Exercise directions:
Copy every entry below verbatim, line for line and in the same order.
%%
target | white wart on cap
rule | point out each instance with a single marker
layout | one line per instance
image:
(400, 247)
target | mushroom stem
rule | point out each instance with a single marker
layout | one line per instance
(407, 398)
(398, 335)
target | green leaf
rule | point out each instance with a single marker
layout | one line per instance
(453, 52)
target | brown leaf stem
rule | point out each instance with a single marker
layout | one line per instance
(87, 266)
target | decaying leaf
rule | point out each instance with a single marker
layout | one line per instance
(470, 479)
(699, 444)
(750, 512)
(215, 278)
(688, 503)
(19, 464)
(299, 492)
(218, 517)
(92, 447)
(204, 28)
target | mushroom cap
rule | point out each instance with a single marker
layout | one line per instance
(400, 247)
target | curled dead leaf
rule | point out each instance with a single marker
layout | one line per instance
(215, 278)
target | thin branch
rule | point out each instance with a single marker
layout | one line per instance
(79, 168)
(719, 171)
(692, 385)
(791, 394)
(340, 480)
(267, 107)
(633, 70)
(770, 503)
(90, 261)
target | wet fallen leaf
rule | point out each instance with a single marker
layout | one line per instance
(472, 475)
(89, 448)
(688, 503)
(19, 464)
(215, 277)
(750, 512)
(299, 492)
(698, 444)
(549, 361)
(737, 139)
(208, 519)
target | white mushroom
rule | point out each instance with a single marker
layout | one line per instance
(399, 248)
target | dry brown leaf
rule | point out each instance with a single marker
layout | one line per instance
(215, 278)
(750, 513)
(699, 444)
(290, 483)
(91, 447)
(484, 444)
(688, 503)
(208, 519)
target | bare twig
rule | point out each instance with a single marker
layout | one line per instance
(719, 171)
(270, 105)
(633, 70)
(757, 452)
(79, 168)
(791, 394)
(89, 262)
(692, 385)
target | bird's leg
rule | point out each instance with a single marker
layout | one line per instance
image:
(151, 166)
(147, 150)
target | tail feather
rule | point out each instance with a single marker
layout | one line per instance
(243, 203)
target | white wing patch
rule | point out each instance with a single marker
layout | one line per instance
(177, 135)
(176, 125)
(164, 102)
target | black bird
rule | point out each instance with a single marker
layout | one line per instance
%%
Result for this exercise:
target | white wart on cap
rule | point out each instance with a single marker
layout | one line per instance
image:
(400, 247)
target | mushroom stem
rule | point out each instance with a single marker
layout | one line per instance
(407, 398)
(398, 335)
target | green leaf
rule | point out each instance with a single marker
layout | one line per instance
(453, 52)
target | brown leaf stem
rule | point out each instance with a single marker
layout | one line per instance
(87, 266)
target | decaying leaf
rule | point out each instance with a single marker
layout | one line per instance
(470, 479)
(699, 444)
(750, 512)
(215, 278)
(688, 503)
(19, 464)
(299, 492)
(218, 517)
(92, 447)
(204, 28)
target | mushroom cap
rule | point out each instance with a single marker
layout | one line per instance
(400, 247)
target | curled dead leaf
rule | point out each instance with a single marker
layout | one line per instance
(215, 278)
target | thin branch
rule | point out each instance with a single marker
layout | one line per instance
(79, 168)
(719, 171)
(692, 385)
(791, 394)
(340, 480)
(267, 107)
(633, 70)
(770, 503)
(90, 261)
target | wet fallen leaf
rule | point out each instance with a single marker
layout | one line per instance
(472, 475)
(89, 448)
(688, 503)
(19, 464)
(215, 277)
(750, 512)
(299, 492)
(698, 444)
(549, 361)
(737, 139)
(208, 519)
target | white mushroom
rule | point out each instance with a single marker
layout | one line per instance
(399, 248)
target | dry brown leaf
rule | point out each instance with a single marker
layout | one line per instance
(215, 278)
(750, 513)
(699, 444)
(290, 483)
(91, 447)
(484, 444)
(688, 503)
(208, 519)
target | bare twig
rule | point out each instance with a single marker
layout | one line per instance
(719, 171)
(270, 105)
(633, 70)
(757, 452)
(79, 168)
(791, 394)
(89, 262)
(692, 385)
target | bird's leg
rule | point out each instance with a single marker
layout | one line per instance
image:
(151, 166)
(147, 150)
target | tail feather
rule | point out each instance with a single marker
layout | one line per instance
(243, 203)
target | white wing patch
rule | point out each instance with a single marker
layout | one line per instance
(177, 135)
(176, 125)
(164, 102)
target | black bird
rule | point out each instance with a single marker
layout | one line per instance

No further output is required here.